A pioneer of computer science who introduced and promoted the stored program concept.
Origins
and Education
John Louis von Neumann was born the son of a successful banker in Budapest
Hungary 28 December 1903 and was a child prodigy in mathematics. At age
six he could divide eight-digit numbers in his head, exchange jokes with
his father in classical Greek and perform other feats of manual dexterity.
His father tried to persuade him to follow a career in business rather than mathematics and they reached a compromise with John choosing chemistry for his studies at the University of Budapest. He moved his studies to Berlin, where he received his diploma in Chemical Engineering in 1925. He achieved outstanding results in the university mathematics examinations despite the fact that he did not attend any classes. Von Neumann returned to his love, mathematics, for his doctoral degree and he quickly established his reputation as a theoretician in set theory, algebra and quantum mechanics. Along with his thesis he published a definition of ordinal numbers in his early 20's which is still in use today.
Coming to America
Von Neumann lectured and continued his studies throughout Germany until
the end of the decade by which time he had become something of a celebrity.
His fame had spread worldwide in the mathematical community where he was
commonly recognized as a young genius. In 1929 von Neumann married Marietta
Kovesi. The next year, amid that turbulent political period in Eastern
and Central Europe, von Neumann joined fellow scientist Kurt Gödel
in emigrating to the States in time to get clearance to work on the US
war effort. He went not as a political refugee but because of the better
educational and research opportunities he perceived.
He continued to return to Germany during the summers until 1933, resigning his academic posts there when the Nazis came to power. That year he became one of the original six mathematics professors in a group that included Albert Einstein at the newly founded Institute for Advanced Study (IAS) in Princeton, a position he held for the rest of his life.
Von Neumann first marriage ended in divorce and produced one daughter. He remarried another woman from Budapest and settled in America. There, von Neumann lived a rather unusual lifestyle for a top mathematician. Parties and nightlife continued to hold a special interest for von Neumann just as Cabaret-era Berlin nightlife had while he was teaching in Germany.

########

What you will do:
A. Could you echo the von Neumann biography word for word, everything from "His fame had" down to "of his life."?
B. Which years appear as four-digit numbers in the von Neumann biography?

########

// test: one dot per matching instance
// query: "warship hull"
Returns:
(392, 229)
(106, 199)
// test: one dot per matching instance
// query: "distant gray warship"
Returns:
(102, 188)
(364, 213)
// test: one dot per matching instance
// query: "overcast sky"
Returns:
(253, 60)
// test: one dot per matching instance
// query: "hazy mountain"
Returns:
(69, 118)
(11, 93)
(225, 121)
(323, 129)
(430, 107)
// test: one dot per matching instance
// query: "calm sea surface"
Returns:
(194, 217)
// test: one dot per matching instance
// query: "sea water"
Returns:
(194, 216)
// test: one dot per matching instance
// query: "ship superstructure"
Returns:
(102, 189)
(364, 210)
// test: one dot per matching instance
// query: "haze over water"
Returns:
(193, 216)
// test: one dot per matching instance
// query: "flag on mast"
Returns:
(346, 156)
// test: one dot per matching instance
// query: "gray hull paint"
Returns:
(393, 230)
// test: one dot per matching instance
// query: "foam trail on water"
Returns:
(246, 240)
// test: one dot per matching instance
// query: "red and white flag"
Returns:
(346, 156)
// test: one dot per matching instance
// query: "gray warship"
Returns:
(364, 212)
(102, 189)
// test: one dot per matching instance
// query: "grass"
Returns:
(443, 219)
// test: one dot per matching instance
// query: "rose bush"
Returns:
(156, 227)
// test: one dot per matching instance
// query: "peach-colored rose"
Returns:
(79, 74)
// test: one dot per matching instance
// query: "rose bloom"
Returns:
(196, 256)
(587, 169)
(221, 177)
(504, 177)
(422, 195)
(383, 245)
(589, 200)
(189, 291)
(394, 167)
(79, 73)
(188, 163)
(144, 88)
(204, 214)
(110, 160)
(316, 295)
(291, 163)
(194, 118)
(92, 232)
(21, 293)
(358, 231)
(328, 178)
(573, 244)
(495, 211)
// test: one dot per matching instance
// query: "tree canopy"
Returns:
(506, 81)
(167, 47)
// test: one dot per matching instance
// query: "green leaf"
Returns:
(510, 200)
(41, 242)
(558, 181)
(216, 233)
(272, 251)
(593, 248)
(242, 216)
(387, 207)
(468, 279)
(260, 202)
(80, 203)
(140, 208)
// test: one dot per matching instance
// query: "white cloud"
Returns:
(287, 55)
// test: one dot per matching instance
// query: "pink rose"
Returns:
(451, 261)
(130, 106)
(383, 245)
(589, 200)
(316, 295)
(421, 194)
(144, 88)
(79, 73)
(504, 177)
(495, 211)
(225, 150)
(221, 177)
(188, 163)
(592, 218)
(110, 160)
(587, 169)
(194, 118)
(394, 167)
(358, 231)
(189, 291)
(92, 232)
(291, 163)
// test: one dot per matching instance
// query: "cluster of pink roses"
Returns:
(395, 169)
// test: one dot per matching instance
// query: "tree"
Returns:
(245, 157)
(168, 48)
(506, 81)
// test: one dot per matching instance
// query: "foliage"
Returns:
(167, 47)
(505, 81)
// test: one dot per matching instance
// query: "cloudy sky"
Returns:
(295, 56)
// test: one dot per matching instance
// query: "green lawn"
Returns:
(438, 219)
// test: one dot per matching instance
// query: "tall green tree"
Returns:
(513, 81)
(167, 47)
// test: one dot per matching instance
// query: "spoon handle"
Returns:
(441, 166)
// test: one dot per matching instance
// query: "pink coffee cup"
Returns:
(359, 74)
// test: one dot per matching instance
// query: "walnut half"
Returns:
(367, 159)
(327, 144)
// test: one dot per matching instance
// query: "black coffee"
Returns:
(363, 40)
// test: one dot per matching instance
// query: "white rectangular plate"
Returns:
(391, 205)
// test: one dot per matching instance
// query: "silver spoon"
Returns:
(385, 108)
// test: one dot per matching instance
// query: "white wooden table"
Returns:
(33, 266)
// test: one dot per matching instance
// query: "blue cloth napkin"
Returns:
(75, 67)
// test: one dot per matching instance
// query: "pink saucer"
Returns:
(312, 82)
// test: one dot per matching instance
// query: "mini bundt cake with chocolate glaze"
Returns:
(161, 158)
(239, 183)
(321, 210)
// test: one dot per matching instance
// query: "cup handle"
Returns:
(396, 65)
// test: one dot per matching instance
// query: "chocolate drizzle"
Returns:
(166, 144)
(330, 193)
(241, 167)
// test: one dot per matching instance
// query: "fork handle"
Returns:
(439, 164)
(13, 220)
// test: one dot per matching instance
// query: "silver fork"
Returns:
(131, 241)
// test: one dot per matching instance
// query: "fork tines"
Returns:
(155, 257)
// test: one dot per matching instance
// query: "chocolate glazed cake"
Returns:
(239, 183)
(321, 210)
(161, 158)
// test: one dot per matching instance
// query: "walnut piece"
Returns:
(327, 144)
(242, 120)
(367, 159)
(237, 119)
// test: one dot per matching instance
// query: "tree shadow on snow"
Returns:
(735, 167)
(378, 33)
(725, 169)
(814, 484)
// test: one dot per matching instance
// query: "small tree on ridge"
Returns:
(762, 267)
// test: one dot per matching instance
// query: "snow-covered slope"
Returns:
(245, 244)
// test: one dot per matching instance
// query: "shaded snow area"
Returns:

########

Expected results:
A.
His fame had spread worldwide in the mathematical community where he was
commonly recognized as a young genius. In 1929 von Neumann married Marietta
Kovesi. The next year, amid that turbulent political period in Eastern
and Central Europe, von Neumann joined fellow scientist Kurt Gödel
in emigrating to the States in time to get clearance to work on the US
war effort. He went not as a political refugee but because of the better
educational and research opportunities he perceived.
He continued to return to Germany during the summers until 1933, resigning his academic posts there when the Nazis came to power. That year he became one of the original six mathematics professors in a group that included Albert Einstein at the newly founded Institute for Advanced Study (IAS) in Princeton, a position he held for the rest of his life.

B. 1903, 1925, 1929, 1933